== Work to complete ==
All of the records should be given again exactly as they appear.

== Natural-language object grounding data ==
--------

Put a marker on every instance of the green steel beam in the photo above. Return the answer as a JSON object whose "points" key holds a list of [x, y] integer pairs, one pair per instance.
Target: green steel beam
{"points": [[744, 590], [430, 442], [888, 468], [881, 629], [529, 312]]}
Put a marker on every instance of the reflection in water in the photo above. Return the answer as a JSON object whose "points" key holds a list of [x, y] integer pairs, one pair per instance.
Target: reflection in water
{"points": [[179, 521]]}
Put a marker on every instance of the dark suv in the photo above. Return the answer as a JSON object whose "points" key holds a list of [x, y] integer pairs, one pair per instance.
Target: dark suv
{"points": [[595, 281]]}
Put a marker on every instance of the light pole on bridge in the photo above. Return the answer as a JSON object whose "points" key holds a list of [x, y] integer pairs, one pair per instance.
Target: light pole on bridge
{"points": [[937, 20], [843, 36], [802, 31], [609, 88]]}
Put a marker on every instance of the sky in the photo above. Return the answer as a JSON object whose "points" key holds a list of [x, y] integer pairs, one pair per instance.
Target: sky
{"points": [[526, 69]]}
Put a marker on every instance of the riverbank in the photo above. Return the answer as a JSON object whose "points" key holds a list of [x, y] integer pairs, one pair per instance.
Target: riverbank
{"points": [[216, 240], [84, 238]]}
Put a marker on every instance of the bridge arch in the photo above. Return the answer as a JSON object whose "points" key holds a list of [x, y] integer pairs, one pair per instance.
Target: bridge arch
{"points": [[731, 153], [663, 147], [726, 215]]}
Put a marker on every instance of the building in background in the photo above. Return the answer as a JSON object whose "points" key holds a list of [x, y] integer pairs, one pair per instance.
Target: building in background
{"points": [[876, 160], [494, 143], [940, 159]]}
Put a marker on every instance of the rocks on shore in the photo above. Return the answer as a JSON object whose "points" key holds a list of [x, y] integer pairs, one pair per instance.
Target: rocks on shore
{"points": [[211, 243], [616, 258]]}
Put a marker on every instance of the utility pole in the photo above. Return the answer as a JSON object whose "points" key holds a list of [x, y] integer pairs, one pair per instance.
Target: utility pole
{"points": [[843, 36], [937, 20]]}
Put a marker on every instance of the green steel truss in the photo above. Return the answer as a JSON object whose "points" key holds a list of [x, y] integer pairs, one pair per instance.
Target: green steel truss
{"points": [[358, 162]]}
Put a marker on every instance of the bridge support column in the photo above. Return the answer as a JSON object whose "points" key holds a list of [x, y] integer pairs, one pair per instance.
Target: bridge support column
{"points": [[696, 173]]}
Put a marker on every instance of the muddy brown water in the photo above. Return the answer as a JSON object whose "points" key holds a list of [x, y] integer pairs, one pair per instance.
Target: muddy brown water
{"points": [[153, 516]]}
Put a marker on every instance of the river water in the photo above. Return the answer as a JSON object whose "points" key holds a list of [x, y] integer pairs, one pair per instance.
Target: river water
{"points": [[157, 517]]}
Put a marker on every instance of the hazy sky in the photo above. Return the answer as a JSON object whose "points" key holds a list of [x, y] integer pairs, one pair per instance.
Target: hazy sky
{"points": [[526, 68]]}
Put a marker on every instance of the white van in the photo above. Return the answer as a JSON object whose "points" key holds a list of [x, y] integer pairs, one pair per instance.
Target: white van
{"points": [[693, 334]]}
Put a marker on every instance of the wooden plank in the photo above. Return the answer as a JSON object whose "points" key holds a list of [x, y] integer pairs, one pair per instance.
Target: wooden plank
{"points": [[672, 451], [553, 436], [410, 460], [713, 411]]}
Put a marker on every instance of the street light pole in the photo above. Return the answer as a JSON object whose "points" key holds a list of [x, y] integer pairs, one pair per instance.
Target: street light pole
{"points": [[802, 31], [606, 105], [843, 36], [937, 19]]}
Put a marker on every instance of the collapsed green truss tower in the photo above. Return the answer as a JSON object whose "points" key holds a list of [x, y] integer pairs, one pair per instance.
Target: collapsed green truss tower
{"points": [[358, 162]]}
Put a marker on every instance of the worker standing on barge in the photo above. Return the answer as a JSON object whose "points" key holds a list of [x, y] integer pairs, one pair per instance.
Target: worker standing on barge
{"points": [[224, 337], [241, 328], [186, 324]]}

--------

== Reply ==
Put a marker on every instance of the green steel beam in the photo above. Return the answer as a JSON object whose "points" key holds a list of [x, y] integer pairs, one pair per instance.
Target: green steel beam
{"points": [[744, 590], [430, 442], [888, 468], [881, 629], [529, 312]]}
Put a marker on every instance of the reflection in water in the photo above. Return the answer as a JSON object whose "points" key holds a list of [x, y] integer pairs, one pair per instance.
Target: reflection in water
{"points": [[179, 521]]}
Put a marker on every instance of the dark suv in the photo above. Return the answer as a JSON object whose "points" key holds a list of [x, y] integer pairs, one pair per instance.
Target: dark suv
{"points": [[595, 281]]}
Put a marker on every instance of the light pole on bridge in the photo above. Return the answer as a JSON object whose "points" key holds a list of [x, y] integer pairs, one pair per instance.
Target: light pole on bridge
{"points": [[937, 20], [843, 36], [802, 31], [609, 88]]}
Put a marker on every instance of the sky in the photo above. Return the answer as a JSON object whose "points" key holds a list of [x, y] integer pairs, one pair per instance.
Target: sky
{"points": [[526, 69]]}
Put a marker on every instance of the riverbank in the photo above. Return the answer as a JSON object whose "points" key holds a list of [x, y] integer pairs, one pair per instance.
Target: riverbank
{"points": [[216, 240], [84, 238]]}
Put a marker on every instance of the bridge arch in the photo above. Return the answer as a JSON object whose "points" key holds a list of [x, y] integer pairs, one pair per instance.
Target: bridge arch
{"points": [[731, 153], [663, 147], [726, 215]]}
Put a marker on every instance of the building in background in the photo above. Return the answer as a JSON object whose "points" key holds a list of [x, y] integer pairs, one pair per instance.
Target: building in background
{"points": [[876, 160], [494, 143], [940, 159]]}
Put a marker on every instance of the rocks on shore in the photo above. Return the answer as a JSON object whose "points" key holds a list of [x, y] integer pairs, one pair per instance.
Target: rocks on shore
{"points": [[211, 243], [616, 258]]}
Put a marker on every instance of the utility pole in the photo above. Return the answer as a JSON object whose "points" key holds a list of [x, y] integer pairs, one pair per instance.
Target: utility pole
{"points": [[843, 36], [937, 20]]}
Put a marker on every instance of the green steel truss in the photo above. Return the answer as a JSON object whose "points" key holds a list of [x, y] integer pairs, one pair per instance.
Target: green steel truss
{"points": [[358, 162]]}
Put a marker on every instance of the bridge support column in the photo above. Return the answer as a JSON object whose "points" key holds a list of [x, y] integer pairs, one pair per instance.
Target: bridge support column
{"points": [[696, 173]]}
Put a marker on every instance of the muddy brown water in the photo above. Return the answer as a JSON object whose "points" key holds a list of [x, y] integer pairs, one pair per instance.
Target: muddy brown water
{"points": [[153, 516]]}
Put a marker on every instance of the river water in the photo above. Return the answer as a JSON object whose "points" key holds a list of [x, y] integer pairs, one pair per instance.
Target: river water
{"points": [[157, 517]]}
Put a marker on every instance of the hazy sky in the photo above. Return the answer as a JSON object whose "points" key holds a list of [x, y] integer pairs, one pair per instance.
Target: hazy sky
{"points": [[526, 68]]}
Put a marker on every instance of the white van in the photo above. Return the answer as a JSON object whose "points" key holds a list of [x, y] integer pairs, one pair per instance.
Target: white van
{"points": [[693, 334]]}
Put a marker on every instance of the wooden plank in the photo above. Return the answer as a JSON object whose "points" key holds a list of [x, y] integer pairs, one pair per instance.
Target: wooden plank
{"points": [[672, 451], [553, 436], [410, 460], [713, 411]]}
Put a marker on every instance of the street light pole in the photo above. Return the answer as a JSON object whose "points" key holds a list of [x, y] integer pairs, one pair per instance.
Target: street light pole
{"points": [[802, 31], [606, 105], [843, 36], [937, 19]]}
Put a marker on every instance of the collapsed green truss tower in the photo above. Return the answer as a JSON object whose "points" key holds a list of [x, y] integer pairs, one pair per instance.
Target: collapsed green truss tower
{"points": [[358, 162]]}
Put a marker on every instance of the worker standing on barge in the photo above. Return the answer as a JSON object whose "points" key holds a list of [x, y] integer pairs, one pair per instance.
Target: worker standing on barge
{"points": [[224, 337], [241, 328], [186, 324]]}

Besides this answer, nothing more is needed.